*SELECTED TEXT*:
This approach, if consequently applied, will lead to a well-defined system architecture with consistent interfaces to obtain an extensible research system adaptable to new requirements.

4.2. System Monitoring

Monitoring system health and status permanently is important to maintain high availability. It further gives crucial information in case of repair and maintenance. This includes system health parameters such as device temperature, voltages and currents, application parameters like encoder values of the rotating axes, set and error values of the antenna controller and meteorological measurements like air temperature/humidity and liquid water content to estimate the signal propagation parameters like the zenith tropospheric delay.

Every module reports environmental and system parameters via a network to a time series database (InfluxDB, open-source, MIT license, https://www.influxdata.com/ accessed on 29 October 2024). This solution enables us to analyze a high-rate time series of measurements with high performance and presents the result on a configurable dashboard system (Grafana, open-source, AGPLv3 license, https://grafana.com/, accessed on 29 October 2024) in real time. Collecting a high-rate time series requires high storage capacity and slows down the querying and processing of such kinds of data. Time series databases are designed to overcome this drawback by rule-based aggregation of the high-rate data using statistical downsampling methods and fast compression algorithms to reduce data size and query time.

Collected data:

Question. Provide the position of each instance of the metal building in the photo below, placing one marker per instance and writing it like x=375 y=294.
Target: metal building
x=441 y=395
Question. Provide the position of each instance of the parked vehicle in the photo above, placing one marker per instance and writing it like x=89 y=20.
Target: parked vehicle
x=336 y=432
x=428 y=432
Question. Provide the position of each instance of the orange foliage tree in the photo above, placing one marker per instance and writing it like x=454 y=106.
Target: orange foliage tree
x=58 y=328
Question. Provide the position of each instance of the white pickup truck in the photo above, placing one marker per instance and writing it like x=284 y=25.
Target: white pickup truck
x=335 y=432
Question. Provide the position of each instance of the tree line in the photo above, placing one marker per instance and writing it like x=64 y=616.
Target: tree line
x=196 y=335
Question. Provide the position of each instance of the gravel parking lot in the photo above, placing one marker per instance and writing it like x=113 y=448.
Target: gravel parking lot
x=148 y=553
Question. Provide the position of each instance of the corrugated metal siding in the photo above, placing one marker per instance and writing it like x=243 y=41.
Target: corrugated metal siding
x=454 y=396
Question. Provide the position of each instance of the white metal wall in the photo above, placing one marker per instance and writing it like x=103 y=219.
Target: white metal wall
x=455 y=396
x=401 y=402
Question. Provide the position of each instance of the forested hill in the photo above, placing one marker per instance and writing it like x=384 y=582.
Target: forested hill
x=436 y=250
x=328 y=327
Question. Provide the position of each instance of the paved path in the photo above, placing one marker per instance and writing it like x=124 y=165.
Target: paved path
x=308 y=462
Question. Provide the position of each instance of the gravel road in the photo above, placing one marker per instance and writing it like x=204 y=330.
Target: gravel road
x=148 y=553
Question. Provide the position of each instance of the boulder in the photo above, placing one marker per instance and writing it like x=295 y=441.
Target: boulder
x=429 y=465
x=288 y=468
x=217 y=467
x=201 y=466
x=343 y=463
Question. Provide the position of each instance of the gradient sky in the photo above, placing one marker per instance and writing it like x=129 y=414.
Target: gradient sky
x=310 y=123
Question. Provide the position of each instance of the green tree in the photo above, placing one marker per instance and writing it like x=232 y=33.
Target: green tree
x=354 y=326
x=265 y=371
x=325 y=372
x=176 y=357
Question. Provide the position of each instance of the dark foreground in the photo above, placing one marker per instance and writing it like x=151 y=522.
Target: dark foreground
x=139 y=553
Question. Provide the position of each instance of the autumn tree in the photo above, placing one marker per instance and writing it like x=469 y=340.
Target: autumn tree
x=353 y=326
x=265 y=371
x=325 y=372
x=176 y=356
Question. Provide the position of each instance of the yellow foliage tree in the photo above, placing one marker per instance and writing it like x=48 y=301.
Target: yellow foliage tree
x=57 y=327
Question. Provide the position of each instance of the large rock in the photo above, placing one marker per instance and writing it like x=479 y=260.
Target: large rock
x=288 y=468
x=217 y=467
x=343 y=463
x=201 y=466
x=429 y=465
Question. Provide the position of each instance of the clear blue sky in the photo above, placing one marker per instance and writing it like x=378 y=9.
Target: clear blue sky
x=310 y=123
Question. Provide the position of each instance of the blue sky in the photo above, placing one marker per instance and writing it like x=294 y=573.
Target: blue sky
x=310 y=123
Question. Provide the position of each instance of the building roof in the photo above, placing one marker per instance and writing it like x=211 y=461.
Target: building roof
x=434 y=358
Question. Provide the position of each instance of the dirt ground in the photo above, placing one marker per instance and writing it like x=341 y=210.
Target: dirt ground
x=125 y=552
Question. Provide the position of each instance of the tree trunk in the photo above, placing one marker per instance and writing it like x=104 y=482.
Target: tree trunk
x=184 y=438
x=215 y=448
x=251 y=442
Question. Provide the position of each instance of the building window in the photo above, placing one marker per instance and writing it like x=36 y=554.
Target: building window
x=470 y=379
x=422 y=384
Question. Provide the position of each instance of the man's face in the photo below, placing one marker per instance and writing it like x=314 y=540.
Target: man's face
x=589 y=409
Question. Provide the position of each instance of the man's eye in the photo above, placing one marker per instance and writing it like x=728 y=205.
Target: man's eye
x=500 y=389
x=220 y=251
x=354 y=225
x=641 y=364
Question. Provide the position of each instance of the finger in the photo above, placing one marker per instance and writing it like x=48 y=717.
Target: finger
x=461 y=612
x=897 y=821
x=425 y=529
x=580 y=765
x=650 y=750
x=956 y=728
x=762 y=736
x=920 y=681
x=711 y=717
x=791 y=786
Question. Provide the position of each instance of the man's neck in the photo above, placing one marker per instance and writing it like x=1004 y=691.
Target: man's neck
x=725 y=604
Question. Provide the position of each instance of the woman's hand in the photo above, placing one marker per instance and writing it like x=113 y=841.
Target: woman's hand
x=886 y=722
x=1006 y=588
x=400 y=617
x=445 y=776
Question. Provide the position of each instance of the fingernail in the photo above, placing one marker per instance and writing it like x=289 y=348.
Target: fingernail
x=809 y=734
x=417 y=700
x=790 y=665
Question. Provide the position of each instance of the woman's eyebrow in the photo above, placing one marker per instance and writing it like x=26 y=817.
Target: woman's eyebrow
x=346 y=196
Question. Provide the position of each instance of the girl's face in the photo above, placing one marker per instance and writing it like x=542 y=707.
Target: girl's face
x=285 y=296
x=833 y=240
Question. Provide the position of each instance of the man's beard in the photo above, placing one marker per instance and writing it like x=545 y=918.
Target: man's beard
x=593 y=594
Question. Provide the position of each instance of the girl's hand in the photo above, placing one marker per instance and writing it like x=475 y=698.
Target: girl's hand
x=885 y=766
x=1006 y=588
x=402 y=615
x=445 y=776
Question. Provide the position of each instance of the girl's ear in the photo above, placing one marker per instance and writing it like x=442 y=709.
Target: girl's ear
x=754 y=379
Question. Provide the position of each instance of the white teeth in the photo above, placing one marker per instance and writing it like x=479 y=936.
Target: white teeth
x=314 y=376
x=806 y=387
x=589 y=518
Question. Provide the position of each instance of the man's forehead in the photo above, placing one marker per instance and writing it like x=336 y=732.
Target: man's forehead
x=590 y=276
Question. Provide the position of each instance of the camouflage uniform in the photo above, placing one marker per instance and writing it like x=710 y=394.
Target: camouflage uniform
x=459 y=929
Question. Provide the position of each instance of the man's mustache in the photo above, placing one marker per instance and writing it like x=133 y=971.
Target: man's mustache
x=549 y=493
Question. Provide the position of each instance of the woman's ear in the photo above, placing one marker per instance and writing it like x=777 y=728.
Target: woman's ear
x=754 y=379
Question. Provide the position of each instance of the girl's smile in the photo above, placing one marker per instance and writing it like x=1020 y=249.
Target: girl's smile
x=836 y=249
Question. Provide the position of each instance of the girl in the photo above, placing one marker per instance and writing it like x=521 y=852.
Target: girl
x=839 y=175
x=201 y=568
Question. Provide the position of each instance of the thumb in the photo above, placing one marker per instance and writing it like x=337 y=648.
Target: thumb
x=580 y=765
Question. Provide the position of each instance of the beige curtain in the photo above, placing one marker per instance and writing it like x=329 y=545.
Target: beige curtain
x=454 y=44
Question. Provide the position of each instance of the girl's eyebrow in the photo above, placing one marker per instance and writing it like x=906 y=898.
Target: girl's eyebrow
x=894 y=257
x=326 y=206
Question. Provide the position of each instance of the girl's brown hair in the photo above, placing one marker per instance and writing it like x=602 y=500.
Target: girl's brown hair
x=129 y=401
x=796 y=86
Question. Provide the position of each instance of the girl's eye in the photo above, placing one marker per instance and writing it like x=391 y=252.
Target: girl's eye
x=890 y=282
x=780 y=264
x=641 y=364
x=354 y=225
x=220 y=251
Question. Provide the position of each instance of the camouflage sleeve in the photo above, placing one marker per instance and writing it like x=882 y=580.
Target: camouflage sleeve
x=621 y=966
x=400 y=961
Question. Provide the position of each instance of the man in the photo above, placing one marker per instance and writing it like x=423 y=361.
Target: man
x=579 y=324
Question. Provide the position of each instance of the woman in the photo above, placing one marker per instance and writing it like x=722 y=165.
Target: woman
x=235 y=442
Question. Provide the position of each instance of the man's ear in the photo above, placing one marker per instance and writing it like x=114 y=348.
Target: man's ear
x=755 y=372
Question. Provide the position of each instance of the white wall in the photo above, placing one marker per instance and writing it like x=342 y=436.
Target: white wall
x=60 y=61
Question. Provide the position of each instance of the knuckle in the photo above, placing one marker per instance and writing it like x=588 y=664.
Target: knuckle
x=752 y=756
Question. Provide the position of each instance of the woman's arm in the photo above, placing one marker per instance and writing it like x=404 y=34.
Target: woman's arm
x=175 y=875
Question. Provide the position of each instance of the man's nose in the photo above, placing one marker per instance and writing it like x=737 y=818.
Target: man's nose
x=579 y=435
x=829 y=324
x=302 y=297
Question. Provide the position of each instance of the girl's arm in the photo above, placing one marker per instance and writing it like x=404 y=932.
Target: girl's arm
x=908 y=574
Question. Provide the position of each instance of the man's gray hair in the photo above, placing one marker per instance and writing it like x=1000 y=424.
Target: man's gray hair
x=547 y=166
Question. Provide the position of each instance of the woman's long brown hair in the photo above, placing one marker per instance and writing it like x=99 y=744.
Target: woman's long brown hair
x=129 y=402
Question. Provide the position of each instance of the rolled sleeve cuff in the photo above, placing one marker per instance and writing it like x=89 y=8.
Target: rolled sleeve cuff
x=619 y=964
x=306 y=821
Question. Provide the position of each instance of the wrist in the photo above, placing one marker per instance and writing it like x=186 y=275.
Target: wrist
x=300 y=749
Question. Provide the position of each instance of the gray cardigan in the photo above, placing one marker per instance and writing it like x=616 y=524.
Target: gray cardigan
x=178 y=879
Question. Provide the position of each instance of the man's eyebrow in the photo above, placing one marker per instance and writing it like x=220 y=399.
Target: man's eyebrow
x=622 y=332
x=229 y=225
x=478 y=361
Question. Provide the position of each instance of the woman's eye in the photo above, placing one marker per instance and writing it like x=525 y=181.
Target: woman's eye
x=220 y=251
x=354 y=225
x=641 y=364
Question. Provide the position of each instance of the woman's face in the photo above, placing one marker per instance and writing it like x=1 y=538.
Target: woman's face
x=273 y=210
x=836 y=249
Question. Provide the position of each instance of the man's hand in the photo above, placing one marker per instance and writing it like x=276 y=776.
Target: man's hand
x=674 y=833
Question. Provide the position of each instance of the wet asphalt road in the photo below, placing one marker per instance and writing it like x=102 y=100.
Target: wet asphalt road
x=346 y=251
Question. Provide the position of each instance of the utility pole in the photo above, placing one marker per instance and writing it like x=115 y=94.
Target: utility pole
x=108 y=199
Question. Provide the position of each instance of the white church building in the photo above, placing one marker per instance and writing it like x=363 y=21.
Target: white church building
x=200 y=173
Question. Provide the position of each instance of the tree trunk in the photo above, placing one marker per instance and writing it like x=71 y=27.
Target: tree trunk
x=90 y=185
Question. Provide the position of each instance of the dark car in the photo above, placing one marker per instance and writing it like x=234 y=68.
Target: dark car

*DIRECTIVES*:
1/ According to the system monitoring text, which time series database does every module report its parameters to?
2/ Write out the system monitoring text from "4.2. System Monitoring" up to and including "zenith tropospheric delay.", substituting "servicing" for "maintenance".

*EXPECTED OUTPUTS*:
1/ InfluxDB

2/
4.2. System Monitoring

Monitoring system health and status permanently is important to maintain high availability. It further gives crucial information in case of repair and servicing. This includes system health parameters such as device temperature, voltages and currents, application parameters like encoder values of the rotating axes, set and error values of the antenna controller and meteorological measurements like air temperature/humidity and liquid water content to estimate the signal propagation parameters like the zenith tropospheric delay.